[START INFORMATION SHOWN]
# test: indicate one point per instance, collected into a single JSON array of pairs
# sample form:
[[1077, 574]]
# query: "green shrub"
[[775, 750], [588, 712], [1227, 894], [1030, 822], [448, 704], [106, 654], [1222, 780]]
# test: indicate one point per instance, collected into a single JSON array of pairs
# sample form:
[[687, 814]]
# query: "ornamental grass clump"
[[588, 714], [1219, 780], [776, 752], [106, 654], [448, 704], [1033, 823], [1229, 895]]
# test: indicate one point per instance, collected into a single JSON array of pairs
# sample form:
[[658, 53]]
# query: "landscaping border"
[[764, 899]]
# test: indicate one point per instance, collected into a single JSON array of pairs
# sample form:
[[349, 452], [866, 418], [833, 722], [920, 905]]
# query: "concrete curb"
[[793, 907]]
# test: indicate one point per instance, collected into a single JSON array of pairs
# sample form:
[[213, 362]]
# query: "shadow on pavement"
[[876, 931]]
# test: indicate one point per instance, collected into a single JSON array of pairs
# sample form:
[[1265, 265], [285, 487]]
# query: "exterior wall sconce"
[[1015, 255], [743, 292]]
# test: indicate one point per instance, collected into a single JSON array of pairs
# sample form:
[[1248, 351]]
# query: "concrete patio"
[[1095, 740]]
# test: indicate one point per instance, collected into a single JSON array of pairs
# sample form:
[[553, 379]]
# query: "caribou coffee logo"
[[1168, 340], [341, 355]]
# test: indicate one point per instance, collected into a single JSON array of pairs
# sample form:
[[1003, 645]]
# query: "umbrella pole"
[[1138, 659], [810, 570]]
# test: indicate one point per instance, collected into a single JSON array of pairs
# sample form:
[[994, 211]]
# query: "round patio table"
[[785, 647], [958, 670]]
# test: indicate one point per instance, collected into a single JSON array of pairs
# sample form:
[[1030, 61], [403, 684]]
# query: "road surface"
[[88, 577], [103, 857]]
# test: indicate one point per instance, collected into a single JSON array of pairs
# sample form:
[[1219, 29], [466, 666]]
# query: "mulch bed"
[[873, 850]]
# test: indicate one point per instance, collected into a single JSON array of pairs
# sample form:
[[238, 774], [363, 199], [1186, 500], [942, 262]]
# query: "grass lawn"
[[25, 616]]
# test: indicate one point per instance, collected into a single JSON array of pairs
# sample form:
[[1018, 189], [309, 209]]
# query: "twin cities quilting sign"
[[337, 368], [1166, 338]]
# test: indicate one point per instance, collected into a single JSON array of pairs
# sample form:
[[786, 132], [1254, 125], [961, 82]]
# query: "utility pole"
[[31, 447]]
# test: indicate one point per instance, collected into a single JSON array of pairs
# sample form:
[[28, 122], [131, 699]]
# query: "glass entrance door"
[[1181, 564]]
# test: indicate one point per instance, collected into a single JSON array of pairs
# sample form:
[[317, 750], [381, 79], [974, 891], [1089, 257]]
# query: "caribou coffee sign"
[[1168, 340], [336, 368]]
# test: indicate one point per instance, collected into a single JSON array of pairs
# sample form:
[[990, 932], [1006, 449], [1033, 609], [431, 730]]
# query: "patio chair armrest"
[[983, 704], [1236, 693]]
[END INFORMATION SHOWN]
INSTRUCTION — Convert every line of the entries above into a Markdown table with the columns Row and Text. Number the rows in order and omit any blank lines.

SOLUTION BELOW —
| Row | Text |
|---|---|
| 1 | # test: indicate one point per instance, collected into a single JSON array of pairs |
| 2 | # sample form: |
| 3 | [[1077, 574]] |
| 4 | # query: "green shrub" |
| 5 | [[775, 750], [588, 712], [1227, 894], [1030, 822], [448, 704], [106, 654], [1222, 780]] |
| 6 | # test: indicate one point per instance, collected into a single JSON array of pairs |
| 7 | # sample form: |
| 8 | [[687, 814]] |
| 9 | # query: "ornamental grass clump" |
| 10 | [[588, 714], [1219, 780], [776, 752], [106, 654], [448, 704], [1033, 823], [1229, 895]] |
| 11 | # test: indicate one point per instance, collected into a single JSON array of pairs |
| 12 | # sample form: |
| 13 | [[658, 53]] |
| 14 | # query: "landscaping border" |
| 15 | [[764, 899]] |
| 16 | # test: indicate one point per instance, collected into a single JSON array of pairs |
| 17 | # sample form: |
| 18 | [[349, 452], [866, 418], [833, 722], [920, 905]] |
| 19 | # query: "concrete curb" |
| 20 | [[793, 907]] |
| 21 | # test: indicate one point per instance, collected into a single JSON array of pairs |
| 22 | # sample form: |
| 23 | [[213, 362]] |
| 24 | # query: "shadow on pavement" |
| 25 | [[876, 931]] |
| 26 | # test: indicate one point per instance, collected into a single JSON array of pairs |
| 27 | # sample form: |
| 28 | [[1265, 265], [285, 487]] |
| 29 | # query: "exterior wall sconce" |
| 30 | [[1015, 255], [743, 292]] |
| 31 | # test: indicate one point per instance, collected into a single JSON array of pairs |
| 32 | # sample form: |
| 33 | [[1248, 351]] |
| 34 | # query: "concrete patio" |
| 35 | [[1095, 740]] |
| 36 | # test: indicate one point per instance, collected into a single JSON array of pairs |
| 37 | # sample form: |
| 38 | [[553, 379]] |
| 39 | # query: "caribou coffee logo" |
| 40 | [[1168, 340], [341, 355]] |
| 41 | # test: indicate one point per instance, collected into a single JSON array of pairs |
| 42 | # sample form: |
| 43 | [[1003, 645]] |
| 44 | # query: "umbrella pole" |
| 45 | [[1138, 659], [810, 570]] |
| 46 | # test: indicate one point per instance, collected into a single JSON array of pairs |
| 47 | # sample form: |
| 48 | [[994, 211]] |
| 49 | # query: "round patio table" |
| 50 | [[785, 647], [958, 670]] |
| 51 | # test: indicate one point per instance, collected into a single JSON array of pairs |
| 52 | # sample form: |
| 53 | [[1030, 61], [403, 684]] |
| 54 | # query: "road surface" |
| 55 | [[88, 577], [103, 857]] |
| 56 | # test: indicate one point per instance, collected into a single JSON array of pairs |
| 57 | # sample form: |
| 58 | [[1219, 29], [466, 666]] |
| 59 | # query: "mulch bed" |
| 60 | [[873, 850]] |
| 61 | # test: indicate one point per instance, collected into a single JSON array of pairs |
| 62 | # sample form: |
| 63 | [[238, 774], [363, 199], [1186, 500], [942, 262]] |
| 64 | # query: "grass lawn" |
| 65 | [[25, 616]] |
| 66 | # test: indicate one point per instance, collected into a single JSON array of pairs |
| 67 | # sample form: |
| 68 | [[1018, 189], [309, 209]] |
| 69 | # query: "twin cities quilting sign" |
| 70 | [[337, 368], [1166, 338]] |
| 71 | # test: indicate one point per instance, collected into a single JSON array of pairs |
| 72 | # sample form: |
| 73 | [[786, 132], [1254, 125], [961, 82]] |
| 74 | # query: "utility pole" |
| 75 | [[31, 447]] |
| 76 | # test: indicate one point per instance, collected into a single JSON array of pairs |
| 77 | # sample form: |
| 78 | [[28, 122], [131, 699]] |
| 79 | # query: "glass entrance door" |
| 80 | [[1181, 564]] |
| 81 | # test: indicate one point per instance, collected into a single JSON array of pairs |
| 82 | # sample form: |
| 83 | [[317, 750], [381, 79], [974, 891], [1089, 257]] |
| 84 | # query: "caribou coffee sign" |
| 85 | [[1168, 340], [336, 368]] |
| 86 | # test: indicate one point per instance, collected into a single JSON array of pairs |
| 87 | # sample form: |
| 88 | [[990, 932], [1006, 449], [1033, 609], [431, 730]] |
| 89 | # query: "patio chair armrest" |
| 90 | [[983, 704], [1236, 693]] |